I could go on endlessly about this topic; I’ll try to be brief. First, as per Lyotard’s early analysis of the term, postmodernism is as much as result of the permeation of the university by industrial interests as anything else. Second, we are seeing, right now today in Congress and on the news etc., the eroded trust that a large portion of the public has of university “expertise”, as they assume (having perhaps internalized a reductivist version of the postmodern message despite or maybe because they were being taught by teaching assistants instead of professors) that the professoriate is politically biased. And now the students are in revolt over Free Speech again as a result.
Kerr entertains for a paragraph the possibility of a Hobbesian doomsday free-for-all over the university before considering more mundane possibilities such as a continuation of the status quo. Adapting to new telecommunications (including “virtual universities”), new amazing discoveries in biological sciences, and higher education as a step in mid-career advancement are all in Kerr’s more pragmatic view of the future. The permeability of the university can bring good as well as bad as it is influenced by traffic back and forth across its borders. “The drawbridge is now down. Who and what shall cross over it?”
Kerr counts three major wildcards determining the future of the university. The first is overall economic productivity, the second is fluctuations in returns to a higher education. The third is the United States’ role in the global economy “as other nations or unions of nations (for example, the EU) may catch up with and even surpass it. The quality of education and training for all citizens will be to this contest. The American university may no longer be supreme.” Fourth, student unrest turning universities into the “independent critic”. And fifth, the battles within the professoriate, “over academic merit versus social justice in treatment of students, over internal justice in the professional reward system versus the pressures of external markets, over the better model for the university–modern or post-modern.”
He concludes with three wishes for the open-minded, cunning, savvy administrator of the future, the “fox”:
- Careful study of new information technologies and their role.
- “An open, in-depth debate…between the proponents of the traditional and the postmodern university instead of the sniper shots of guerilla warfare…”
- An “in-depth discussion…about the ethical systems of the future university”. “Now the ethical problems are found more in the flow of contacts between the academic and the external worlds. There have never been so many ethical problems swirling about as today.”
------------------------------------------------------------
#### Exercise aim:
Copy out the stretch of the commentary on the future of the university from "I could go on" through "as a result.", word for word.
------------------------------------------------------------
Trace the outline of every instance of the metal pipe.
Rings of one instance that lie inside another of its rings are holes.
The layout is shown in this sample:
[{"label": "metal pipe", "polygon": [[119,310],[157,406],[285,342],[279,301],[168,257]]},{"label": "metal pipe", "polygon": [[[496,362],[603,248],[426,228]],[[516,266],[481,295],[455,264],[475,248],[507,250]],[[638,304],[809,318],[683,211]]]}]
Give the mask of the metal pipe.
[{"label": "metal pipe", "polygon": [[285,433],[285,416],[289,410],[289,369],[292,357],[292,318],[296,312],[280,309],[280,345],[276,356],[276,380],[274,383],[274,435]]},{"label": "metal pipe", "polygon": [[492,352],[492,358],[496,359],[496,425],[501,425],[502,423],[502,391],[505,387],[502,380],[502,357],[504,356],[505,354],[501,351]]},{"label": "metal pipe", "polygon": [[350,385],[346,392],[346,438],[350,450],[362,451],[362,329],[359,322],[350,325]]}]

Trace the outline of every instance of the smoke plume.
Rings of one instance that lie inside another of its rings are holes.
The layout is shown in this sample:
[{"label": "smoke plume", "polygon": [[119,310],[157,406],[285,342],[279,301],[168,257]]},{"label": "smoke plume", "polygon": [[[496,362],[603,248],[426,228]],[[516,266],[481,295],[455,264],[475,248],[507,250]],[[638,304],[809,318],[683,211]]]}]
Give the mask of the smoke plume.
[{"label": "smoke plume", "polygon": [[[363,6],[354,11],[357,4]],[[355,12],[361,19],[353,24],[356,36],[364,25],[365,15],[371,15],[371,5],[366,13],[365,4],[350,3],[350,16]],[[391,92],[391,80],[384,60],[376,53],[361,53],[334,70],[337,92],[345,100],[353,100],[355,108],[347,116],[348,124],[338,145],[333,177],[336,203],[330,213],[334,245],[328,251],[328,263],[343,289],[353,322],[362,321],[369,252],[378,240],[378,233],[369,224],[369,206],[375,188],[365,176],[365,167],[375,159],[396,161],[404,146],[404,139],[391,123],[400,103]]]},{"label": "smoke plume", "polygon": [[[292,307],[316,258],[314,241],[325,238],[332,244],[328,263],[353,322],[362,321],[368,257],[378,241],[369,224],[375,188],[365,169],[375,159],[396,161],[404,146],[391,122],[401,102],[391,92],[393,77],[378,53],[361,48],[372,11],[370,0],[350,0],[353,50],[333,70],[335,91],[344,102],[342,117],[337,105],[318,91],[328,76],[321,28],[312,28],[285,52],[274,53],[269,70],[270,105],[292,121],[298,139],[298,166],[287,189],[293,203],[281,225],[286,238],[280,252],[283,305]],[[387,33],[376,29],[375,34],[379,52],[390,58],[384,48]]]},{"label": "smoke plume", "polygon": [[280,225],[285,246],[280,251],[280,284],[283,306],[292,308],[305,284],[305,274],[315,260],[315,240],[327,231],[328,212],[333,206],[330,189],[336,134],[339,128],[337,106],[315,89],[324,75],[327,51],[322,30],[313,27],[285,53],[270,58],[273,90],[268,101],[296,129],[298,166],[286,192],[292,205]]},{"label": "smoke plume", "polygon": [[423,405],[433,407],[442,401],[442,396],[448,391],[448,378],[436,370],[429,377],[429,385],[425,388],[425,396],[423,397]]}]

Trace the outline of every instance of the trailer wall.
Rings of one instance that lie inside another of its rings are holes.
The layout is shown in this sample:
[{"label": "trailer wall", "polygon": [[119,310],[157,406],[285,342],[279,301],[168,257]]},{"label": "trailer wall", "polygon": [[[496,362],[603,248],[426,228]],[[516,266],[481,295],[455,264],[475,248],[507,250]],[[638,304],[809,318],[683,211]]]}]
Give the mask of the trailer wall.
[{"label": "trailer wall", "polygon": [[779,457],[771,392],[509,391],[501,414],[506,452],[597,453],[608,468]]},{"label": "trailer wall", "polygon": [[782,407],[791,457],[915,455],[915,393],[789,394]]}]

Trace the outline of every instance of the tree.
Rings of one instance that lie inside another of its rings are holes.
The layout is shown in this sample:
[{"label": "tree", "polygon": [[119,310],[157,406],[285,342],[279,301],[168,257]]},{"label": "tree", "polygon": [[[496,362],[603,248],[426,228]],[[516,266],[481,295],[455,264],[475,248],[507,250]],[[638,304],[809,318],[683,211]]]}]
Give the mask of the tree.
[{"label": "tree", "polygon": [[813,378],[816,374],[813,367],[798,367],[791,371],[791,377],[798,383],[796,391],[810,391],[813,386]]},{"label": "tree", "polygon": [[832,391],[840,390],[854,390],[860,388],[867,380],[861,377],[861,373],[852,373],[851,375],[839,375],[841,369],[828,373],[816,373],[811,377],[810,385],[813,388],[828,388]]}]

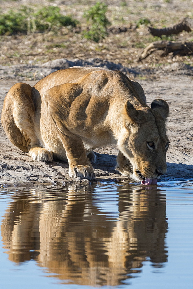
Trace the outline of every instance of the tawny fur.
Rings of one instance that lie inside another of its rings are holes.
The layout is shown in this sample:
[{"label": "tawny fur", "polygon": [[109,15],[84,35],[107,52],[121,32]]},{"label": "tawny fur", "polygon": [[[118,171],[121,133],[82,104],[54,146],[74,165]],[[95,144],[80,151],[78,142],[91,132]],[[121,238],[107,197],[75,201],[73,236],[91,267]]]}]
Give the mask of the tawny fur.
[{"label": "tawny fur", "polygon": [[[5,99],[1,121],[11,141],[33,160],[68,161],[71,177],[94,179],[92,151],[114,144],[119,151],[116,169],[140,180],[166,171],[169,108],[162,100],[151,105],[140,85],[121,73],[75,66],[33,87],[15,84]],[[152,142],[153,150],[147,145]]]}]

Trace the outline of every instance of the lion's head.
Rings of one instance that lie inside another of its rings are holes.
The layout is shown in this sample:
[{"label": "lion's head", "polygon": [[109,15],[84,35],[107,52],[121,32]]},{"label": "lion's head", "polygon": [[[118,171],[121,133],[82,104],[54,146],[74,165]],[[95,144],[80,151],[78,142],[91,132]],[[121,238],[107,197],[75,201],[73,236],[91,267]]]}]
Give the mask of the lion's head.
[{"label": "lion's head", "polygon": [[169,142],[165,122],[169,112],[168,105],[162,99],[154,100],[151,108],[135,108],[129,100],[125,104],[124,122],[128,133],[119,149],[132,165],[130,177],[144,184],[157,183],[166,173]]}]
------------------------------------------------------------
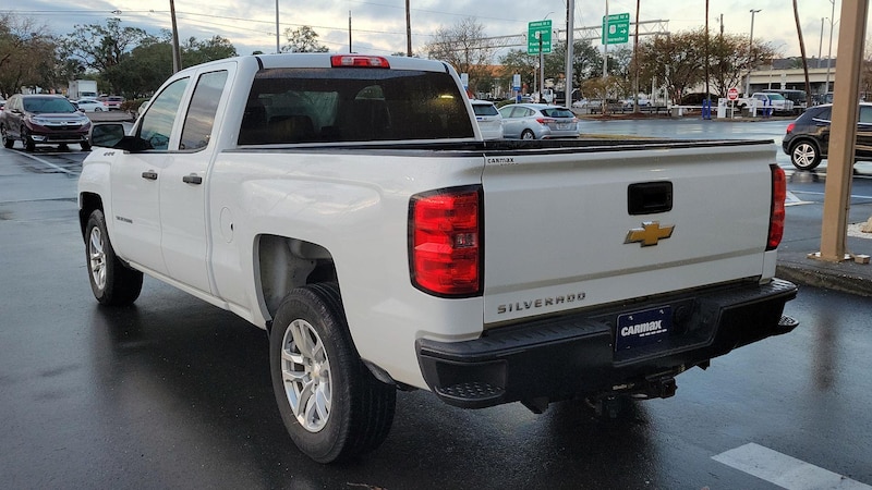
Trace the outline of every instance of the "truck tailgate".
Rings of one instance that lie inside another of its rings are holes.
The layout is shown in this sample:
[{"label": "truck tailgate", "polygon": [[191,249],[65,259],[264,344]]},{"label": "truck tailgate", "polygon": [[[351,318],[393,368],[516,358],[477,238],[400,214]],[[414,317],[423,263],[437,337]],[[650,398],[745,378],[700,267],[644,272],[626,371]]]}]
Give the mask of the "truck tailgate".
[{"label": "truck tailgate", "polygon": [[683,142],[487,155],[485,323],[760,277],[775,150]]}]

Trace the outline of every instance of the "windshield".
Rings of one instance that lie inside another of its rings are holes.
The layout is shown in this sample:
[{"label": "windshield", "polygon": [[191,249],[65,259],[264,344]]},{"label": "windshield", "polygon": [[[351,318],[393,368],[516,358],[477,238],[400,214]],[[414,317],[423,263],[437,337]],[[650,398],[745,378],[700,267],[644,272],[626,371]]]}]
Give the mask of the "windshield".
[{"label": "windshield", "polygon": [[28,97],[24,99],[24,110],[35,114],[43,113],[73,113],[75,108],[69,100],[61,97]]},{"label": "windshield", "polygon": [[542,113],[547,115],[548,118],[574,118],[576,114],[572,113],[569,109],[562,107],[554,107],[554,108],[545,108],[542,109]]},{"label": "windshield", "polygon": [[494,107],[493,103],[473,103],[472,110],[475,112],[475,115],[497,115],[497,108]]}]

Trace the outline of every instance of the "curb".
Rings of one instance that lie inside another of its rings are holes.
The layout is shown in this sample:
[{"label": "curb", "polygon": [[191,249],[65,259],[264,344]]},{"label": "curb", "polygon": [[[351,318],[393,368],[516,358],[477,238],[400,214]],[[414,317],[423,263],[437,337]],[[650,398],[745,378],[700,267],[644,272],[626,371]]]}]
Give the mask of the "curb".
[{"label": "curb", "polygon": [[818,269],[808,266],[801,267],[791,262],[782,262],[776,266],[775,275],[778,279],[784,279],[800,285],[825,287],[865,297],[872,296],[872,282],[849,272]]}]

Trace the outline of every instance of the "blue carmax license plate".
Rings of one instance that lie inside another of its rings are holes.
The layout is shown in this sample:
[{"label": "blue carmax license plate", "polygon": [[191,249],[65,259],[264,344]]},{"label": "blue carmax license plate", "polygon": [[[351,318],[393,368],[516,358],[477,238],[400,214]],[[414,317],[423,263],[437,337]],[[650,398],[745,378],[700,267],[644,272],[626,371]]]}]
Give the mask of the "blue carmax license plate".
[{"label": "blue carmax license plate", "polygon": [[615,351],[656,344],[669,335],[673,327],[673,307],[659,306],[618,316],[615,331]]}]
------------------------------------------------------------
#### Answer to this problem:
I could go on endlessly about this topic; I’ll try to be brief. First, as per Lyotard’s early analysis of the term, postmodernism is as much as result of the permeation of the university by industrial interests as anything else. Second, we are seeing, right now today in Congress and on the news etc., the eroded trust that a large portion of the public has of university “expertise”, as they assume (having perhaps internalized a reductivist version of the postmodern message despite or maybe because they were being taught by teaching assistants instead of professors) that the professoriate is politically biased. And now the students are in revolt over Free Speech again as a result.